*** PAGE TEXT

Can you remove your SD before starting your system again. Right now, you have an issue as SD card as well as SSD have same device id due to cloning. Both can’t work together actually.
Okay so Turn off the power remove the cable remove sd card and connect the power and see what happenes, ill try now. i did the dd if=/dev/mmcblk0 of=/dev/sda bs=1M status=progress
command should i wait till its done and do it or can i do it now
I thought you already finished the migration? Is your system booting using SSD only?
so I tried to go through the steps again because I thought I missed something, was that a bad idea? And I tried a little while earlier and it didn’t work until I put the sd card back in. The sd card was apparently booted.
I’m a little bit los what you have done and where you stuck. Might be good to start again from beginning.
- Boot your system using SD card (without SSD)
- connect your SSD (no need to mount)
- migrate data as described on our blog
- once done, switch off system
- remove SD card
- Boot your system using SSD
BTW: you are running RPi4, right?
I’m running on an RPI 3b
Also, I’ve done those steps up to 3.

******
*** DATA

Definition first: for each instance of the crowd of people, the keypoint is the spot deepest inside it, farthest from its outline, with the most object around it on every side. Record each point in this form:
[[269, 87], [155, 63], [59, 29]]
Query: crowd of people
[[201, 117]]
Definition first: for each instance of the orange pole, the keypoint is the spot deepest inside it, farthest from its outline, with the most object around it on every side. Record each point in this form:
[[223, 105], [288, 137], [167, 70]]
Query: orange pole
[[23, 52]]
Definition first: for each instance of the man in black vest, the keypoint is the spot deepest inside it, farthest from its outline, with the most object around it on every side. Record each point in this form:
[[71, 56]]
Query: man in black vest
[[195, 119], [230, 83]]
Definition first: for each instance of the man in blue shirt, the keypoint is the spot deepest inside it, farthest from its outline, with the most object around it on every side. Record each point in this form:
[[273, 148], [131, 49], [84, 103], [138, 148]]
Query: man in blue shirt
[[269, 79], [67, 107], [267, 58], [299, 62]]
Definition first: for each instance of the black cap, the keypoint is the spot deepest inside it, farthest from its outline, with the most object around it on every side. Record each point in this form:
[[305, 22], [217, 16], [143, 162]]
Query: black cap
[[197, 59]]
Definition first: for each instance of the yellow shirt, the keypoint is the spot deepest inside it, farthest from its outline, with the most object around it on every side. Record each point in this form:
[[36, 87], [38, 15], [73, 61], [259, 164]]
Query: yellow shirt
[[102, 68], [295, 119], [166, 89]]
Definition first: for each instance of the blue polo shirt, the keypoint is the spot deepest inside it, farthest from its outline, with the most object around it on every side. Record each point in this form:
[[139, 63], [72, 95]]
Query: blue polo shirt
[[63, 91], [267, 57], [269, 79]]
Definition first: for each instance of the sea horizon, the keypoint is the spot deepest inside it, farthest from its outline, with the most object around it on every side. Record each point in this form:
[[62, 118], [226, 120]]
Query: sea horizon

******

[JOBS]
a - According to the migration thread, why should the SD card be removed before the system is started again? Please answer in one to three sentences.
b - Reproduce the part of the migration thread that opens with the words containing "Okay so Turn" and closes with "running RPi4, right?".

[SOLUTION LIST]
a - Cloning gave the SD card and the SSD the same device ID, so the two cannot work together.

b -
Okay so Turn off the power remove the cable remove sd card and connect the power and see what happenes, ill try now. i did the dd if=/dev/mmcblk0 of=/dev/sda bs=1M status=progress
command should i wait till its done and do it or can i do it now
I thought you already finished the migration? Is your system booting using SSD only?
so I tried to go through the steps again because I thought I missed something, was that a bad idea? And I tried a little while earlier and it didn’t work until I put the sd card back in. The sd card was apparently booted.
I’m a little bit los what you have done and where you stuck. Might be good to start again from beginning.
- Boot your system using SD card (without SSD)
- connect your SSD (no need to mount)
- migrate data as described on our blog
- once done, switch off system
- remove SD card
- Boot your system using SSD
BTW: you are running RPi4, right?